Menu

Ay Doğarken Niçin Büyüktür?

Güneş battıktan biraz sonra doğuda yükselen dolunayı çoğumuz coşkun bir beğeni ile izleriz. Bu durumda gözlediğimiz Ay bize çok büyük gözükür, öyle ki Ay aynı gece veya bir gece önce tepemizde gözlediğimizden 1,5-2 kez daha büyüktür . Çevrende (ufukta) doğarken veya batarken Ay´ın büyüklüğünü bir eşya ile kıyaslamak isteyenler çoğunlukla “tepsi gibi Ay” deyimini kullanırlar Aynı olayı doğmakta veya batmakta olan Güneş ve takımyıldızlarda da izleriz. Çoğumuz boyuttaki bu farkı algılamışsak bunun neden ileri geldiği konusunda bazı düşünceler önermişizdir.

Önerilerin birincisi ki çoğunlukta olanıdır, Ay’ın çevrende büyük gözükmesine dünyamızın atmosferinin neden olduğudur. İkincisi ise. Ay çevrende iken Dünyamıza daha yakındır, bu nedenle büyük gözükür. Şimdi bu iki önerinin gerçeklik derecelerini araştıralım.
 

Bir gökcisminin çevrendeki görüntüsüne bakarken atmosferimiz görüşümüzü iki türlü etkiler. Birincisi atmosferin içerisinde bulunan duman, toz ve diğer tanecikler o gökcisminin kırmızımsı görünmesine neden olurlar.

Çevrendeki gökcisminden gelen ışınlar, tepemizdeki gökcisminden gelen ışınlara göre atmosfer içinde daha uzun bir yol kat ederler, (Şekil. 1). Bu uzun yolculuğun sonucunda ise daha kısa dalga boylu ışınlar (mavi, mor) atmosfer içinde bulunan taneciklerin neden olduğu saçılma sonucunda bize ulaşamazlar.

Sadece uzun dalga boylu ışınlar (sarı, kırmızı) bu yolculuğu kazasız-belasız atlatıp çevrendeki gökcismini kırmızımsı görmemizi sağlarlar Doğan veya batan gökcisimlerine atmosferimizin ikinci etkisi ise çok ilginçtir. Boşluktan gelip atmosfer gibi daha yoğun bir ortama giren ışınlar kırılmaya uğrar, bu kırılma o kadar büyüktür ki Ay veya Güneşin tamamı doğmadan önce ve battıktan sonra görülebilinir, (Resim-2).

Çevrendeki gökcisminden gelen ışınların kırılma açıları yaklaşık yarım derecedir, bu ise Ay’ın ortalama görünen çapına eşittir. Sonuç olarak atmosfer Ay’ın kırmızımsı gözükmesine, doğmadan önce ve battıktan sonra gözükmesine neden olur fakat onun görünen boyutunu büyütemez.

Kayıtlı girdiler:

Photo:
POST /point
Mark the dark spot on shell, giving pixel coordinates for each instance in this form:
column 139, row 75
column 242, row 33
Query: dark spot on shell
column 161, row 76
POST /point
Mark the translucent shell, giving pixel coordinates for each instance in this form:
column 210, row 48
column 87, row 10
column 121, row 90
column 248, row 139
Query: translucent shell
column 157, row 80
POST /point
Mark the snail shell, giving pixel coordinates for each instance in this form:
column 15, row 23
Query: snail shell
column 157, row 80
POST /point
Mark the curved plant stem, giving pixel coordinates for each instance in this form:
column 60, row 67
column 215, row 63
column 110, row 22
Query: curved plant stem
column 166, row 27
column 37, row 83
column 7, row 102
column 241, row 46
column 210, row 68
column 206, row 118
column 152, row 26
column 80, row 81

---

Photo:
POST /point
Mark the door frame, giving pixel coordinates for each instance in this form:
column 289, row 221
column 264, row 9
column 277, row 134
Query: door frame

--

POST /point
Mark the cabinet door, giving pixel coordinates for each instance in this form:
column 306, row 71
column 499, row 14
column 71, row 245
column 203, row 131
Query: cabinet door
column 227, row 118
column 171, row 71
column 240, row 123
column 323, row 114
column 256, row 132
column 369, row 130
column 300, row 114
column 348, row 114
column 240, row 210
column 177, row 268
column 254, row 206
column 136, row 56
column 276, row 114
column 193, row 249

Görev A:
Doğan Ay hakkındaki yazıda "Çevrendeki gökcisminden gelen ışınlar, tepemizdeki" sözlerinden "sonra görülebilinir, (Resim-2)." sözlerine kadar olan kısmı, "kazasız-belasız" ifadesini "sorunsuzca" ile değiştirerek yeniden yaz.
Görev B:
Doğan Ay hakkındaki yazıyı kaldığı yerden alıp devam ettir.
Girdiler, doğan Ay hakkındaki yazıdan ayrı bir malzemedir.

Yanıt A:
Çevrendeki gökcisminden gelen ışınlar, tepemizdeki gökcisminden gelen ışınlara göre atmosfer içinde daha uzun bir yol kat ederler, (Şekil. 1). Bu uzun yolculuğun sonucunda ise daha kısa dalga boylu ışınlar (mavi, mor) atmosfer içinde bulunan taneciklerin neden olduğu saçılma sonucunda bize ulaşamazlar.

Sadece uzun dalga boylu ışınlar (sarı, kırmızı) bu yolculuğu sorunsuzca atlatıp çevrendeki gökcismini kırmızımsı görmemizi sağlarlar Doğan veya batan gökcisimlerine atmosferimizin ikinci etkisi ise çok ilginçtir. Boşluktan gelip atmosfer gibi daha yoğun bir ortama giren ışınlar kırılmaya uğrar, bu kırılma o kadar büyüktür ki Ay veya Güneşin tamamı doğmadan önce ve battıktan sonra görülebilinir, (Resim-2).

Yanıt B:
Biraz da ikinci önerinin doğruluğunu araştıralım gerçekten Ay çevrende iken bize daha yakın mıdır ve bu nedenle normal boyutundan büyük mü gözükür? Ay’ın Dünyaya olan uzaklığı zamanla değiştiğinden, boyutunun da zamanla değişeceği bilimsel bir olgudur.

Ay dünyanın çevresinde elips bir yörünge çizdiğinden bir dolanma dönemi (27.32 gün) süresinde dünyamıza bir kez en yakın, bir kez de en uzak durumda olur.

Ay enberi noktasında bulunduğunda; Dünyaya olan uzaklığı 346.410 Km, en öte noktasındaki uzaklığı ise 406.697 Km´dir. Gerçek çapının 3.477  Km. olduğunu bildiğimiz Ay’ın görünür boyutu dünyanın yarıçapına (6.437 Km ) eşittir. Konu edilen uzaklık farkından dolayı ayın görünen boyutunda yaklaşık % 1.5 oranında bir değişim olur.

Çıplak gözle ayırt edilmesine olanak olmayan bu küçük değişime karşın bilimsel olarak ortaya konan gerçek, çevrendeki Ay’ın tepemizde gözüken Ay’dan daha küçük olduğudur. Bu sonuç ikinci önerinin de birincisi gibi doğru olmadığını kanıtlamaktadır.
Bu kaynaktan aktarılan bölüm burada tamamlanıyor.